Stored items
▼
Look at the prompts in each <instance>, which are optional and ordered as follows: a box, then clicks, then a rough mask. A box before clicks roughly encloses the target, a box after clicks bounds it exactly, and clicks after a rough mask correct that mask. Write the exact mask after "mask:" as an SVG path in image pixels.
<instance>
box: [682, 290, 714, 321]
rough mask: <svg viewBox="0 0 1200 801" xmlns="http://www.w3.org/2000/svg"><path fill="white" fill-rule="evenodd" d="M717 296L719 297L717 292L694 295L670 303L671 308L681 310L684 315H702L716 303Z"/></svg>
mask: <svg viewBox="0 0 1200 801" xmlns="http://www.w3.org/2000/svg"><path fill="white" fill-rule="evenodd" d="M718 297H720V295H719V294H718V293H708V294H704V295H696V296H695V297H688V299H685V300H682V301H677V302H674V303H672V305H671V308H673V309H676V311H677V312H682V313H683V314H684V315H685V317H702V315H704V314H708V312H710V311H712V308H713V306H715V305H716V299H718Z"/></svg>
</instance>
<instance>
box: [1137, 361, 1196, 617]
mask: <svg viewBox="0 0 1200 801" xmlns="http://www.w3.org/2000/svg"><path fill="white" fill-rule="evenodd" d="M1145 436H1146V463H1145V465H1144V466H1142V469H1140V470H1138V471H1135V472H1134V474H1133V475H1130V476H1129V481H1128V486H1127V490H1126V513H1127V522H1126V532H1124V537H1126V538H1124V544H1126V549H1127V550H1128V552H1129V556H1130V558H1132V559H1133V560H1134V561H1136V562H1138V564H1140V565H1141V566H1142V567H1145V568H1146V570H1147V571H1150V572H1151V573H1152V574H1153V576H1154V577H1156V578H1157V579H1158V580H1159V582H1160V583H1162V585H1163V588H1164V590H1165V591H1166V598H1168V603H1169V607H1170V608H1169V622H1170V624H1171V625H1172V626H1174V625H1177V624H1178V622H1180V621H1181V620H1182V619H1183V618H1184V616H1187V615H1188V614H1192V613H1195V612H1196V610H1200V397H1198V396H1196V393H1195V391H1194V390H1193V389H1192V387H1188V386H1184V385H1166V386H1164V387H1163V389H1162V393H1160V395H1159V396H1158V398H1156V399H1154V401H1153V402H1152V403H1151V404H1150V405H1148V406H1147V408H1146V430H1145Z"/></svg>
▲
**About this exercise**
Reproduce the records above line for line, without any change.

**Reply**
Look at the prompts in each <instance>, which are optional and ordered as follows: a box, then clicks, then a rough mask. A box before clicks roughly encloses the target, a box after clicks bounds it exactly, and clicks after a rough mask correct that mask. Write the exact mask after "mask:" as an SVG path in image pixels.
<instance>
box: [682, 290, 714, 321]
rough mask: <svg viewBox="0 0 1200 801" xmlns="http://www.w3.org/2000/svg"><path fill="white" fill-rule="evenodd" d="M717 296L719 297L717 292L694 295L670 303L671 308L681 310L684 315H702L716 303Z"/></svg>
mask: <svg viewBox="0 0 1200 801" xmlns="http://www.w3.org/2000/svg"><path fill="white" fill-rule="evenodd" d="M718 297H720V295H719V294H718V293H708V294H704V295H696V296H695V297H688V299H685V300H682V301H677V302H674V303H672V305H671V308H673V309H676V311H677V312H682V313H683V314H684V315H685V317H702V315H704V314H708V312H710V311H712V308H713V306H715V305H716V299H718Z"/></svg>
</instance>
<instance>
box: [1137, 361, 1196, 617]
mask: <svg viewBox="0 0 1200 801" xmlns="http://www.w3.org/2000/svg"><path fill="white" fill-rule="evenodd" d="M1145 436H1146V463H1145V465H1144V466H1142V469H1140V470H1138V471H1135V472H1134V474H1133V475H1130V476H1129V481H1128V486H1127V490H1126V513H1127V522H1126V532H1124V537H1126V538H1124V544H1126V549H1127V550H1128V552H1129V556H1130V558H1132V559H1133V560H1134V561H1136V562H1138V564H1140V565H1141V566H1142V567H1145V568H1146V570H1147V571H1150V572H1151V573H1152V574H1153V576H1154V577H1156V578H1157V579H1158V580H1159V582H1160V583H1162V585H1163V588H1164V590H1165V591H1166V598H1168V603H1169V607H1170V608H1169V622H1170V624H1171V625H1172V626H1174V625H1177V624H1178V622H1180V621H1181V620H1182V619H1183V618H1184V616H1187V615H1188V614H1192V613H1195V612H1196V610H1200V397H1198V396H1196V393H1195V391H1194V390H1193V389H1192V387H1188V386H1184V385H1166V386H1164V387H1163V389H1162V393H1160V395H1159V396H1158V398H1156V399H1154V401H1153V402H1152V403H1151V404H1150V405H1148V406H1147V408H1146V430H1145Z"/></svg>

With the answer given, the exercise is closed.